▶ _EXERCISE DIRECTIONS_: In the data below, which lines contain "concrete"? List them by copying each one.

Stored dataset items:
[Start of Attachment]

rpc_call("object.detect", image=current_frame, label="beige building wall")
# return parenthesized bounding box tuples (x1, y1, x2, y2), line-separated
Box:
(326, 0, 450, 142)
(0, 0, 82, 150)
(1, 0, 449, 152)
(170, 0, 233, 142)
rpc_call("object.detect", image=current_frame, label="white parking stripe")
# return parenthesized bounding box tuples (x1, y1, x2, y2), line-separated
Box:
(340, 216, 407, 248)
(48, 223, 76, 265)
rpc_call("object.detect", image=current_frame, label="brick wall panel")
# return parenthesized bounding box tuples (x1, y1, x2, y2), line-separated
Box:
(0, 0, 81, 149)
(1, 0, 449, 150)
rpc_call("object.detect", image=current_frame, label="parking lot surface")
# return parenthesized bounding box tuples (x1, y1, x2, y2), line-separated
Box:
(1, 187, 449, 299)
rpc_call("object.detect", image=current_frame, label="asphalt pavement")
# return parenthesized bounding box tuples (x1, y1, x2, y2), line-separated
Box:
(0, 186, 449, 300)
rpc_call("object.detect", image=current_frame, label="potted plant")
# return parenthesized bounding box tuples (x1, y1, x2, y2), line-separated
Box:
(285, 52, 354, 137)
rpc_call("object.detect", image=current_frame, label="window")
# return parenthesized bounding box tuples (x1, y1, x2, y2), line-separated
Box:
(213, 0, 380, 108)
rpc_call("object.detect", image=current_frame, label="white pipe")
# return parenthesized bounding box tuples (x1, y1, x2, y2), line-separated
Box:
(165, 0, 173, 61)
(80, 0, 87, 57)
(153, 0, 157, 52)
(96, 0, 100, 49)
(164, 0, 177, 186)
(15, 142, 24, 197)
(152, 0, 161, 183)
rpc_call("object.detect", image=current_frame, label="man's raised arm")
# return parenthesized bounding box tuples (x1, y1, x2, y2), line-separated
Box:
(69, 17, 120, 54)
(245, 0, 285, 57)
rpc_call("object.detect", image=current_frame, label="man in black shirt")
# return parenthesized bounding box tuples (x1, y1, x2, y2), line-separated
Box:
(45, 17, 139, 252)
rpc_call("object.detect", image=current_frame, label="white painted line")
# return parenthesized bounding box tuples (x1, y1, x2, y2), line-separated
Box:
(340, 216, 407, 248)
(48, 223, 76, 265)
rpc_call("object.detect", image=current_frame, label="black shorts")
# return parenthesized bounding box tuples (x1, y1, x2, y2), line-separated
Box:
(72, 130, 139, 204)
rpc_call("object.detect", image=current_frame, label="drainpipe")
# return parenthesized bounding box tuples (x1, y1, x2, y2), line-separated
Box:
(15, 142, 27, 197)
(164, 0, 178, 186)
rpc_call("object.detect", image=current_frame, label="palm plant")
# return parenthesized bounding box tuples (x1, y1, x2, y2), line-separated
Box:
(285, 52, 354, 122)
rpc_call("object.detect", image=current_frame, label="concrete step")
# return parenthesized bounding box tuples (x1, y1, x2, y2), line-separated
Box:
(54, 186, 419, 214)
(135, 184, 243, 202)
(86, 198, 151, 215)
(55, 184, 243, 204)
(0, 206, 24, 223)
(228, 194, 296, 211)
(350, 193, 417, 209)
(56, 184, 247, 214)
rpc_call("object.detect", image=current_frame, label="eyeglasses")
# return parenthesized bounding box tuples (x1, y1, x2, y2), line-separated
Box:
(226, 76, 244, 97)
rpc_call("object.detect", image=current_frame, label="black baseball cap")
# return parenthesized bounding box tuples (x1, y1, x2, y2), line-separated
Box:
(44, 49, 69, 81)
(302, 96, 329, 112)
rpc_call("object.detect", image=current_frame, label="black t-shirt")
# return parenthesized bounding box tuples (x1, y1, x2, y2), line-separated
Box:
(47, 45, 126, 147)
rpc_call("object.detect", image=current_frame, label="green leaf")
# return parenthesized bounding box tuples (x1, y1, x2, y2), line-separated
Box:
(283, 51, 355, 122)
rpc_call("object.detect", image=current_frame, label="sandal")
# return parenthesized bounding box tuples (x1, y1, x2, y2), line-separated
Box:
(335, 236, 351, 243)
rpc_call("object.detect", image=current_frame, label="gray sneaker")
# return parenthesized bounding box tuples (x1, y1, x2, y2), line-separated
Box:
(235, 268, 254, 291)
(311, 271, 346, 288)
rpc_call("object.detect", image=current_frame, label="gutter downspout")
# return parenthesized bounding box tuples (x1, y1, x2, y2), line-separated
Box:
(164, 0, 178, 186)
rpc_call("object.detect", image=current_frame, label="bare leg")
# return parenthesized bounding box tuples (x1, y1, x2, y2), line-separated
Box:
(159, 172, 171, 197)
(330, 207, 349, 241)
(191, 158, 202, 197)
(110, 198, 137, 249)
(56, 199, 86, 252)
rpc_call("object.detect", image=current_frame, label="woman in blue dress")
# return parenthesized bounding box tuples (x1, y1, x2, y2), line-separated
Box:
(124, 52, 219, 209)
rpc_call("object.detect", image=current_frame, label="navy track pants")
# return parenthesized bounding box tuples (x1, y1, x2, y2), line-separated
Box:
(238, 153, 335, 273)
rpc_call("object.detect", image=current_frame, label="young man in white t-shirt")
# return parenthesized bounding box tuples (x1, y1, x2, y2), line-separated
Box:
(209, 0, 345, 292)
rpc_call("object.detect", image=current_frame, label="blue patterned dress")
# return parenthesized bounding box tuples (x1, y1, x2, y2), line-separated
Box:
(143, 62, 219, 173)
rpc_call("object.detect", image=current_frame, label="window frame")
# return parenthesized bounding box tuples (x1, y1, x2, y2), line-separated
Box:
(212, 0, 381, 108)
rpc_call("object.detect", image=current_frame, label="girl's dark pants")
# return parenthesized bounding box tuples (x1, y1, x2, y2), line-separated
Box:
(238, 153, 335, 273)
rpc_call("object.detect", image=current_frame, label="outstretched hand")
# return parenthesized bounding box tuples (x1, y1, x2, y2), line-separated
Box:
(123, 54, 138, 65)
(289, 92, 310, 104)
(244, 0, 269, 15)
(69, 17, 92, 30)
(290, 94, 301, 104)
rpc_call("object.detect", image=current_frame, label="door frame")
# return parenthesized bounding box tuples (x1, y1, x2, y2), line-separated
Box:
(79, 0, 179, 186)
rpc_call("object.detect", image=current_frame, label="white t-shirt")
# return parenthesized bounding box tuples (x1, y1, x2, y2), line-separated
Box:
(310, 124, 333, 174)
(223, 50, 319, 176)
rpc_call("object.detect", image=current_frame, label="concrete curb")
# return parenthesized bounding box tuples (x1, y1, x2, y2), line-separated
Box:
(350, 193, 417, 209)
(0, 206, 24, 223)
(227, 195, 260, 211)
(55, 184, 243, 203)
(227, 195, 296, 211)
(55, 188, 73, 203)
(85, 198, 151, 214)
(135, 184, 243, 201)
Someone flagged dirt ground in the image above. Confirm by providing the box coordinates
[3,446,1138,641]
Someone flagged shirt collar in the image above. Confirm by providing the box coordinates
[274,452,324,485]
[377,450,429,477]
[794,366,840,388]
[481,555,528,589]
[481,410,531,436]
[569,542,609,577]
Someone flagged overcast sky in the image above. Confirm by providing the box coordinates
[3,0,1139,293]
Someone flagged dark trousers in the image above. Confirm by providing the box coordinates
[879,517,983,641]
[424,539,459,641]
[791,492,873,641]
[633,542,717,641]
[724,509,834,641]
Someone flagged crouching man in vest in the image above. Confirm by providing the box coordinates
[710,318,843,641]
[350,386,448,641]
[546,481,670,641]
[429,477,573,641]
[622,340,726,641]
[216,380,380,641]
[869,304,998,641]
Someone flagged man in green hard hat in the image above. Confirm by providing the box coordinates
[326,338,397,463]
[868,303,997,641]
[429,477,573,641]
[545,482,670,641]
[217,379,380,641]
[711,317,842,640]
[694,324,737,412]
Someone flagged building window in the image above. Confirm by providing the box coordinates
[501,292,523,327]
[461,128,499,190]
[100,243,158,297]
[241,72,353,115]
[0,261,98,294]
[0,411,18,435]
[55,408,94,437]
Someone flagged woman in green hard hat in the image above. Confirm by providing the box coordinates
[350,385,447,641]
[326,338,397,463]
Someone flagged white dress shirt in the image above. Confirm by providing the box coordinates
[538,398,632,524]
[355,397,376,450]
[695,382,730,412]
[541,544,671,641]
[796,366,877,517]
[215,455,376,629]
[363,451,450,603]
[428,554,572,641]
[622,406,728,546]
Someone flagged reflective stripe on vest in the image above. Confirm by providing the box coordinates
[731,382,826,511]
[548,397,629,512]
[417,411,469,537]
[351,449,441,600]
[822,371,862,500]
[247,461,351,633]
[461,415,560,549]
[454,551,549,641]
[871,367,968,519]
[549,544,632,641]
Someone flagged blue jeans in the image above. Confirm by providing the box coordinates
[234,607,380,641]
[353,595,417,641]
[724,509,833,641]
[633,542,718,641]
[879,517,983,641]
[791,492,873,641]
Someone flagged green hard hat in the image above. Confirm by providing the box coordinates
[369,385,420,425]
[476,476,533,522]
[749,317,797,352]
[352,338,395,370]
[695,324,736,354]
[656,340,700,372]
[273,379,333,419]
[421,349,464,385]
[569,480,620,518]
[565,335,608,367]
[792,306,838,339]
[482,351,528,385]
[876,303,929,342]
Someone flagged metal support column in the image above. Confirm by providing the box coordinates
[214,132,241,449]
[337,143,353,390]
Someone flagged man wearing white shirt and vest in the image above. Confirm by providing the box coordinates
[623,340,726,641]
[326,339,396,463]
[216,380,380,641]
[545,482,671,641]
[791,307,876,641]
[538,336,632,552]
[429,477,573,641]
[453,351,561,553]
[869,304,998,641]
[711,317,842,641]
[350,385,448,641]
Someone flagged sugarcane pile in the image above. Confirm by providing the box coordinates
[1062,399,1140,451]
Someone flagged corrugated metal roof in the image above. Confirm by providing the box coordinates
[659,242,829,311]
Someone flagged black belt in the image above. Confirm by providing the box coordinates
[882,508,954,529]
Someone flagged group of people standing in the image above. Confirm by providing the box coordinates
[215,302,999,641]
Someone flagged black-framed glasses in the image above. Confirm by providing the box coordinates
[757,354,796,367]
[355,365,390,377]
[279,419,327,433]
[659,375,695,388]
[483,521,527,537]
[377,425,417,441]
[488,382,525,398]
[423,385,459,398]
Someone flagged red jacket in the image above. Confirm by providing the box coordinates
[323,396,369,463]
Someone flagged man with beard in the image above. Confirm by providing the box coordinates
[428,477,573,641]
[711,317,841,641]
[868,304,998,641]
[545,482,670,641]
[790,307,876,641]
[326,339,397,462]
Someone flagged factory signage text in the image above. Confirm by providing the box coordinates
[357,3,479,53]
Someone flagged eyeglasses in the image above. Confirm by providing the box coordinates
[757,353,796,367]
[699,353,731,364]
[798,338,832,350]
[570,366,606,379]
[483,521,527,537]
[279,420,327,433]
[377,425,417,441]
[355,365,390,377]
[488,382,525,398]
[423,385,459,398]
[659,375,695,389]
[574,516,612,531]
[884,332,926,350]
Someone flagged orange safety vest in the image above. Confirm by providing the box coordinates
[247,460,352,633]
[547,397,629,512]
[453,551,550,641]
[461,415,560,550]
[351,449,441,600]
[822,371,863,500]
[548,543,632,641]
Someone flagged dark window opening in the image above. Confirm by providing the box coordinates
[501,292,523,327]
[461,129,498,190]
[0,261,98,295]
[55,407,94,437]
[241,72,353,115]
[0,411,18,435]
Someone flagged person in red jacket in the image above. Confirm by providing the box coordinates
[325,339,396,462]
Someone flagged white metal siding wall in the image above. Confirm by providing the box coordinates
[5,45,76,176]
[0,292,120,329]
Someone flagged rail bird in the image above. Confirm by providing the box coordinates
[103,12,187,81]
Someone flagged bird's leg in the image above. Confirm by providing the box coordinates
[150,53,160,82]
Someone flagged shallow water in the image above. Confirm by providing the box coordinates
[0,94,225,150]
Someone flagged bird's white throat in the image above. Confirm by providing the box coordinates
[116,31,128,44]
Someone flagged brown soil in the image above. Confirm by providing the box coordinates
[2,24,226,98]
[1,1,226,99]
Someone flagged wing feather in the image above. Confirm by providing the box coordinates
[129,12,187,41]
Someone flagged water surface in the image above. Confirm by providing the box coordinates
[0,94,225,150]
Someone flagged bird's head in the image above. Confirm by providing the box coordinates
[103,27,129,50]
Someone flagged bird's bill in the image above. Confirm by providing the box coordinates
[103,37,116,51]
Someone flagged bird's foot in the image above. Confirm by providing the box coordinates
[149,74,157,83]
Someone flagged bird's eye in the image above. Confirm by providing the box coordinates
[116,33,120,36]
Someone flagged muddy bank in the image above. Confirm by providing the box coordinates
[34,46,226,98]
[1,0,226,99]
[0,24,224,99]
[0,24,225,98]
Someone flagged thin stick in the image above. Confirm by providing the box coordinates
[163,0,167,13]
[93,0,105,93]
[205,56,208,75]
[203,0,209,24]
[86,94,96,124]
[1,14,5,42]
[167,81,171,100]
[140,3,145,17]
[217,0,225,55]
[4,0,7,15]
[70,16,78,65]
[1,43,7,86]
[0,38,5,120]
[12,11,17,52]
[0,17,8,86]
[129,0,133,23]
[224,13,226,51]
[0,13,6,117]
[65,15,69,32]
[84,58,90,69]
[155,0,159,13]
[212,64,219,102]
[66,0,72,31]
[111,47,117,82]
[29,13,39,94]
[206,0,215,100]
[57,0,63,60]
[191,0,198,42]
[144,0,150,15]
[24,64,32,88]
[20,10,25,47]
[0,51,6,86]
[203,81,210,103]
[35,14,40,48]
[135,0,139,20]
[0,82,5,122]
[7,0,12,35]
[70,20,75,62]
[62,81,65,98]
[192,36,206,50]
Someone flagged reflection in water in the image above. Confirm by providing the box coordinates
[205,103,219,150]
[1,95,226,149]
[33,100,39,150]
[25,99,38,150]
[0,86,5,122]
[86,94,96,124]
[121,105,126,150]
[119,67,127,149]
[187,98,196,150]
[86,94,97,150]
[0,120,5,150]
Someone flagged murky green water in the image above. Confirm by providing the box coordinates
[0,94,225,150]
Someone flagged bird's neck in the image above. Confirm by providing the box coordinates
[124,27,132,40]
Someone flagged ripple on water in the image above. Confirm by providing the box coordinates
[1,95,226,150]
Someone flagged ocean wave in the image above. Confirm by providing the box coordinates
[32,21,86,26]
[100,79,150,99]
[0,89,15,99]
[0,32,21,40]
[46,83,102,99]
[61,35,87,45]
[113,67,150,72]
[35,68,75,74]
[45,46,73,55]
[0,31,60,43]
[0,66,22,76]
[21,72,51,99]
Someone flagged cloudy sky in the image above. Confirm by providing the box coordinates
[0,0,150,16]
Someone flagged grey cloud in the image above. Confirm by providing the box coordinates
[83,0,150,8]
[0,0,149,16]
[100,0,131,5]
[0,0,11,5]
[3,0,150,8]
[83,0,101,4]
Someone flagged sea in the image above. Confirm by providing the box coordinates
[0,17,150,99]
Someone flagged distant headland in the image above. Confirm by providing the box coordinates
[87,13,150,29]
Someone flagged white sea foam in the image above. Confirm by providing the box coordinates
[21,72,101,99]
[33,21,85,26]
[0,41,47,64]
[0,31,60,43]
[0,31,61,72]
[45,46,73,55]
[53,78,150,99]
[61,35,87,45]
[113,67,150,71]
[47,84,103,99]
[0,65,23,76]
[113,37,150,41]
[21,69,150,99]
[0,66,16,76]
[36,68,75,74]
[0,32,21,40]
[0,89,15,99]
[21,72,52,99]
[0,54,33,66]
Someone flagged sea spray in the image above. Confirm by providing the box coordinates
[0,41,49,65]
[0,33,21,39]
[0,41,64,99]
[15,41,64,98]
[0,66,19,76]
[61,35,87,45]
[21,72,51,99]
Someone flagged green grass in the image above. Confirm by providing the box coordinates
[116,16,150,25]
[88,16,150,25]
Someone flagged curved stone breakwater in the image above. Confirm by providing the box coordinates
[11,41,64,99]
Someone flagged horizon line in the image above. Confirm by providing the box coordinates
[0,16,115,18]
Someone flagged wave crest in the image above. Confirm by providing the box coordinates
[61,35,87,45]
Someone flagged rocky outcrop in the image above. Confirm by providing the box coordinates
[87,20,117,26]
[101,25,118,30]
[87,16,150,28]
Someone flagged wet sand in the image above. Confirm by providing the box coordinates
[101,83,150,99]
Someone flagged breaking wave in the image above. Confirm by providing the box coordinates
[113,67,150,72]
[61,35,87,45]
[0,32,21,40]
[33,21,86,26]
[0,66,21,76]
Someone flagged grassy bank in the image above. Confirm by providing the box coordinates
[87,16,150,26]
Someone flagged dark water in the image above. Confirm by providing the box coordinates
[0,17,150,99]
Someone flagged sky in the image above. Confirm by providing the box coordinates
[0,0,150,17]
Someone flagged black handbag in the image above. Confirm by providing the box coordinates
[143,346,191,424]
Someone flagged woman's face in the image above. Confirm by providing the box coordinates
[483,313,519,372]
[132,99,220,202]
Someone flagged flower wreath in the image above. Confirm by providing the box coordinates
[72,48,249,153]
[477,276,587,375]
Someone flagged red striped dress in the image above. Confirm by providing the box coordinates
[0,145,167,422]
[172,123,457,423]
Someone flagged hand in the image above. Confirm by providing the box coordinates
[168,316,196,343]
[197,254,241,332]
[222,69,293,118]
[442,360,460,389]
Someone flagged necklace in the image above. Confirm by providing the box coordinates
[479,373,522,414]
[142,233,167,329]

[End of Attachment]

▶ _EXERCISE OUTPUT_:
rpc_call("object.detect", image=current_frame, label="concrete step")
rpc_call("object.detect", image=current_frame, label="concrete curb")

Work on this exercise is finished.